§ What the exercise asks: Reproduce every line of the listing below word for word, without changing anything.

§ Stored records:
--- BEGIN ---

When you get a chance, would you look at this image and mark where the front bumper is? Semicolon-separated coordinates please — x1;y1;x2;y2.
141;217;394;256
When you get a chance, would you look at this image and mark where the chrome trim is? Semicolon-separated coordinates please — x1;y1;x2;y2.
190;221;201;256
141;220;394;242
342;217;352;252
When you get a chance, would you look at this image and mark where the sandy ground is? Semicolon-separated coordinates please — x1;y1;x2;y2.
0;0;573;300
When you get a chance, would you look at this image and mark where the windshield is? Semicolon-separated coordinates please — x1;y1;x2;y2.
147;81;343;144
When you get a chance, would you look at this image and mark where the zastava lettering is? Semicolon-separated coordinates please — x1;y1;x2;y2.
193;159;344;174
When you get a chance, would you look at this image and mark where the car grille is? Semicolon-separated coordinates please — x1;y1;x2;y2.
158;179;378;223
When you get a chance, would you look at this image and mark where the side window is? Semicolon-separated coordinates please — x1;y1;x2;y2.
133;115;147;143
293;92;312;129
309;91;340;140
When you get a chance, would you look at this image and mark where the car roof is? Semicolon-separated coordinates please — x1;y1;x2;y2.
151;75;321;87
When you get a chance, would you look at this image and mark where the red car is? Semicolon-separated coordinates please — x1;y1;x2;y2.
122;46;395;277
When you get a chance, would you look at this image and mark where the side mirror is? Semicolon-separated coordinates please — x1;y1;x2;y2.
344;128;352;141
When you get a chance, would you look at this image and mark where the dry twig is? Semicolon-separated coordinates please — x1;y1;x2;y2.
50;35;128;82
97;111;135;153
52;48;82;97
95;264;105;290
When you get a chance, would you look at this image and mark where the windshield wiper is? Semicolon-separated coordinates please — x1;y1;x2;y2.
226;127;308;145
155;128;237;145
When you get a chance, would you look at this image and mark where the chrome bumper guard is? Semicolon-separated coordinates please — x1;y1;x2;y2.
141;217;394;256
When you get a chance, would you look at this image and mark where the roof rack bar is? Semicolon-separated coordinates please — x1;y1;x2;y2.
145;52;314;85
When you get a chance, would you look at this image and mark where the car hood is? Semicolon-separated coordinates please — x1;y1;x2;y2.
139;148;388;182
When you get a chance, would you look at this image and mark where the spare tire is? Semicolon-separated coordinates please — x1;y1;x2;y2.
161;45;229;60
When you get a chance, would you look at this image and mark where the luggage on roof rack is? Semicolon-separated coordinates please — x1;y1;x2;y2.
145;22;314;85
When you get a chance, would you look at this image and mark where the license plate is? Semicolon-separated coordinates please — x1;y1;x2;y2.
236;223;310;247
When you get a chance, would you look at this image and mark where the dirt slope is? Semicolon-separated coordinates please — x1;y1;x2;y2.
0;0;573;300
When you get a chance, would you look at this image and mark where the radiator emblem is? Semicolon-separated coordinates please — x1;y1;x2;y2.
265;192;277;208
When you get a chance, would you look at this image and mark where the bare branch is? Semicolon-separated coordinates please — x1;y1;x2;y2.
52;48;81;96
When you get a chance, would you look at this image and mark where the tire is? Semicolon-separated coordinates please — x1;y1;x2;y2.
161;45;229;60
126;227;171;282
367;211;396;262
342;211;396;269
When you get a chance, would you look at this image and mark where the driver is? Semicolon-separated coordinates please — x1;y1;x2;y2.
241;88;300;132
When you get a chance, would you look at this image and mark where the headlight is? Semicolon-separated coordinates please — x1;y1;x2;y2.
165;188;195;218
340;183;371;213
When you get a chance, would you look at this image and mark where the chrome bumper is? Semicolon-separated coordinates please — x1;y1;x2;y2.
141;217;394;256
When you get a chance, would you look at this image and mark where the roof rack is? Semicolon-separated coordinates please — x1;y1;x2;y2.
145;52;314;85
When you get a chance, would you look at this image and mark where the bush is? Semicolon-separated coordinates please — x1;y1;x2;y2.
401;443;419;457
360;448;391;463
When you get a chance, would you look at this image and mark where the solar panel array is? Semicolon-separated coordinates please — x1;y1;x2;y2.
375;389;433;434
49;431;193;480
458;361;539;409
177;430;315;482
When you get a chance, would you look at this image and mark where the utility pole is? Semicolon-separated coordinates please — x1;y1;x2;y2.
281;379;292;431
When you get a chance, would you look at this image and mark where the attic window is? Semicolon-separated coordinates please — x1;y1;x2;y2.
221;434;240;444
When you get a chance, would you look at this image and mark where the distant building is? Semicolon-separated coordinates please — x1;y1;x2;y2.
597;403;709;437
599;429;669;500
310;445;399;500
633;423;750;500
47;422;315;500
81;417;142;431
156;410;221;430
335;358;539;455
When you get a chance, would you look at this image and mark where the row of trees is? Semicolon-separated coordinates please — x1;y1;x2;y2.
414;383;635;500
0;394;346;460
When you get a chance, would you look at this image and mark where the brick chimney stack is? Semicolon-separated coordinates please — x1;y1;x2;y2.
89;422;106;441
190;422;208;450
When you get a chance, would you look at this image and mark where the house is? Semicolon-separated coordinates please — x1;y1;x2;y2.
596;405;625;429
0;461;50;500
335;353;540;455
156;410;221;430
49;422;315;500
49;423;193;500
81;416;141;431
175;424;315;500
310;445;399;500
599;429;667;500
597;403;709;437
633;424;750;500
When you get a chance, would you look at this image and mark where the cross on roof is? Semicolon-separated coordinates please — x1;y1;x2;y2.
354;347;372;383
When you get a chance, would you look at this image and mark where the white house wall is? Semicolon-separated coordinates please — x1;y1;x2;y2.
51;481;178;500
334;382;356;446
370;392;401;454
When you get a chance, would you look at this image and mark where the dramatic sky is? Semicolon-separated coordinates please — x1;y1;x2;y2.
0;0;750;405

--- END ---

§ Solution for this problem:
When you get a chance, would you look at this image and mark where the front bumper is? Semicolon-separated coordinates please — x1;y1;x2;y2.
141;217;394;256
When you get a chance, would you look at this image and mark where the chrome trim is? Semicolon-separated coordinates please — x1;y1;x2;y2.
190;221;201;256
141;220;394;242
342;217;352;252
When you get a chance, would you look at this image and mark where the sandy ground is? Semicolon-separated coordinates please — x1;y1;x2;y2.
0;0;573;300
When you get a chance, would you look at this image and mark where the windshield is? Semicolon-separated coordinates please — x1;y1;x2;y2.
147;81;343;144
When you get a chance, would you look at this image and mark where the zastava lettering is? Semicolon-separated coordinates please — x1;y1;x2;y2.
193;159;344;174
When you get a chance, would you look at this image and mark where the car grille is? Semicolon-separated coordinates please — x1;y1;x2;y2.
158;179;378;223
When you get a chance, would you look at this image and mark where the side window is? Semicolon-separated coordinates please — x1;y1;x2;y2.
133;115;147;143
293;92;312;129
309;91;340;140
When you get a chance, would you look at this image and mark where the car roof is? Semicolon-separated coordinates please — x1;y1;x2;y2.
151;75;321;87
When you get a chance, would you look at this image and mark where the red car is? Semicolon-separated coordinates please — x1;y1;x2;y2.
122;46;395;277
When you get a chance, would you look at this image and mark where the side mirror is? Semicolon-separated coordinates please — x1;y1;x2;y2.
344;128;352;141
When you get a chance, would you look at this image and mark where the dry twig is? Semicolon-separated coordinates please — x1;y1;x2;y2.
50;35;128;82
97;111;135;153
52;48;82;97
95;264;105;290
When you get a chance, would you look at this image and mark where the windshield wiper is? Semicolon-separated coordinates please — x1;y1;x2;y2.
226;127;308;145
155;128;237;145
When you get a chance, would you look at this image and mark where the chrome bumper guard is? Semicolon-separated coordinates please — x1;y1;x2;y2.
141;217;394;256
When you get a chance, would you look at this image and mark where the roof rack bar is? Semicolon-separated coordinates please — x1;y1;x2;y2.
145;52;314;85
When you get a chance, would you look at this image and mark where the car hood is? Semicolon-separated coordinates please — x1;y1;x2;y2.
139;148;388;182
When you get a chance, would you look at this image and mark where the spare tire is? Semicolon-separated coordinates please — x1;y1;x2;y2.
161;45;229;60
When you get a chance, would you look at this image and mark where the luggage on roof rack is? Semicolon-separated coordinates please — x1;y1;x2;y2.
145;22;314;85
When you get a chance, would you look at this image and mark where the license plate is? Semicolon-separated coordinates please — x1;y1;x2;y2.
236;223;310;247
When you get a chance, would you look at this image and mark where the dirt slope is? Semicolon-separated coordinates please — x1;y1;x2;y2.
0;0;573;300
When you get a chance, would you look at this image and mark where the radiator emblem is? Semicolon-separated coordinates please — x1;y1;x2;y2.
265;192;277;208
When you get a chance, would you look at this image and mark where the bare branch is? Semicolon-separated coordinates please — x1;y1;x2;y2.
52;48;81;96
When you get a chance, would you look at this image and mark where the tire is? Semicolon-separated coordinates please — x1;y1;x2;y2.
161;45;229;60
126;227;171;282
367;211;396;262
342;211;396;269
When you get a chance, would you look at this image and mark where the driver is? Semicolon-separated coordinates please — x1;y1;x2;y2.
241;88;300;132
When you get a chance, would you look at this image and mark where the headlight is? Semicolon-separated coordinates please — x1;y1;x2;y2.
165;188;195;218
340;183;371;213
When you get a chance, would you look at this image and mark where the chrome bumper is? Semicolon-separated coordinates please — x1;y1;x2;y2.
141;217;394;256
When you get a chance, would you look at this image and mark where the roof rack is? Semicolon-separated coordinates please — x1;y1;x2;y2.
145;52;314;85
When you get a chance, would you look at this image and mark where the bush is? Semicolon-separated coordinates please — x1;y1;x2;y2.
401;443;419;457
360;448;391;463
When you get a chance, would you look at this image and mark where the solar panel array is? Semicolon-separated coordinates please — x1;y1;x2;y2.
375;389;433;434
49;431;193;480
458;361;539;409
177;430;315;482
When you get a chance, would you look at this image and mark where the utility pole is? Semicolon-separated coordinates please — x1;y1;x2;y2.
281;379;292;431
When you get a chance, would you look at this image and mark where the attic window is? Semicolon-separated coordinates please — x1;y1;x2;y2.
221;434;240;444
When you get a chance, would you look at this image and mark where the distant building is? Semicolon-separated coordinates please — x1;y1;x2;y2.
597;403;709;437
599;429;669;500
310;445;399;500
633;423;750;500
47;422;315;500
81;417;142;431
156;410;221;430
335;358;539;455
When you get a chance, would you look at this image and mark where the row of trees is? Semicolon-separated coordinates please — x1;y1;x2;y2.
414;383;635;500
0;394;346;460
When you get a chance, would you look at this image and mark where the brick chimney stack is? Semicolon-separated coordinates please — x1;y1;x2;y2.
89;422;106;441
190;422;208;450
When you get a chance, would you look at this image and mark where the house is? Semicolon-separated coordinates please — x1;y1;x2;y2.
596;405;625;429
0;461;50;500
335;353;540;455
156;410;221;430
49;422;315;500
49;423;193;500
81;416;141;431
175;424;315;500
310;445;399;500
599;429;667;500
597;403;709;437
633;424;750;500
When you get a chance, would you look at this image and mark where the cross on roof is? Semicolon-separated coordinates please — x1;y1;x2;y2.
354;347;372;383
When you get a chance, would you look at this image and mark where the white house wall is? Semicolon-separated coordinates please — x1;y1;x2;y2.
51;481;178;500
334;382;356;446
370;392;401;454
When you get a chance, would you look at this image and mark where the dramatic sky is? Semicolon-separated coordinates please — x1;y1;x2;y2.
0;0;750;405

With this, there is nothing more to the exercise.